If the volume is large, then the pattern can be mass-produced by a process similar to injection molding. Pre-expanded beads of polystyrene are injected into a preheated aluminum mold at low pressure. Steam is then applied to the polystyrene which causes it to expand more to fill the die. The final pattern is approximately 97.5% air and 2.5% polystyrene.

The finished patterns can be hot glued to pre-made pouring basins, runners, and risers to form the final pattern. The pattern is then coated with a refractory material. The coated pattern (2) is placed in a flask and packed carefully with green sand (4) or a chemically bonded sand.

Finally, the molten metal (1) is poured into the mold, which vaporizes the foam (3) allowing the metal to fill the entire mold. The vapor is simultaneously extracted from the flask through the sand.

The casting is allowed to cool and then dumped out of the flask (5) ready to use. The sand does not need to be reprocessed so it can be directly reused.

==Details==
The minimum wall thickness for a full-mold casting is 2.5 mm. Typical dimensional tolerances are 0.3% and typical surface finishes are from 2.5 to 25 μm (100 to 1000 millionths of an inch) RMS. The size range is from 400 g to several tonnes (tons).

Full-mold casting is often used to produce cylinder heads, engine blocks, pump housings, automotive brake components, and manifolds. Commonly employed materials include aluminium, iron, steel, nickel alloys, and copper alloys.

==Advantages and disadvantages==
This casting process is advantageous for very complex castings, that would regularly require cores. It is also dimensionally accurate, requires no draft, and has no parting lines so no flash is formed. As compared to investment casting, it is cheaper because it is a simpler process and the foam is cheaper than the wax. Risers are not usually required due to the nature of the process; because the molten metal vaporizes the foam the first metal into the mold cools more quickly than the rest, which results in natural directional solidification.

The two main disadvantages are that pattern costs can be high for low volume applications and the patterns are easily damaged or distorted due to their low strength. If a die is used to create the patterns there is a large initial cost.

==History==

The first patent for an evaporative-pattern casting process was filed in April 1956, by H.F. Shroyer. He patented the use of foam patterns embedded in traditional green sand for metal casting.

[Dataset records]
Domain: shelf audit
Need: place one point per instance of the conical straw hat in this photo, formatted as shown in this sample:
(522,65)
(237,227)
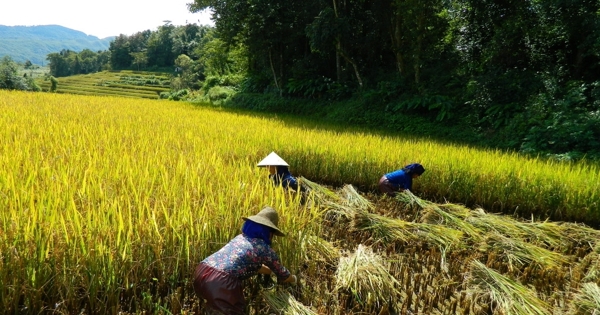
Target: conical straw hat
(272,160)
(267,217)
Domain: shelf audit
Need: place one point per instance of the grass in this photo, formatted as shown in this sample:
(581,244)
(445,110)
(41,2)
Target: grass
(124,83)
(108,203)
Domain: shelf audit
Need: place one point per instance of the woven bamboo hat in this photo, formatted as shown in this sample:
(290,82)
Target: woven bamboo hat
(272,160)
(268,217)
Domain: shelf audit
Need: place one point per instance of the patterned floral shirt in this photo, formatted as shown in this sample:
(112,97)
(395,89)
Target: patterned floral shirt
(243,256)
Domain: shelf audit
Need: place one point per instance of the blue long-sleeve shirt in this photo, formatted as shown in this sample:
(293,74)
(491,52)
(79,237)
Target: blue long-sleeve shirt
(400,179)
(285,178)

Aim of the exercise ▸ Please translate this sentence from the full-mold casting text into Spanish: "The sand does not need to be reprocessed so it can be directly reused."

Your solution ▸ No es necesario reprocesar la arena, por lo que puede reutilizarse directamente.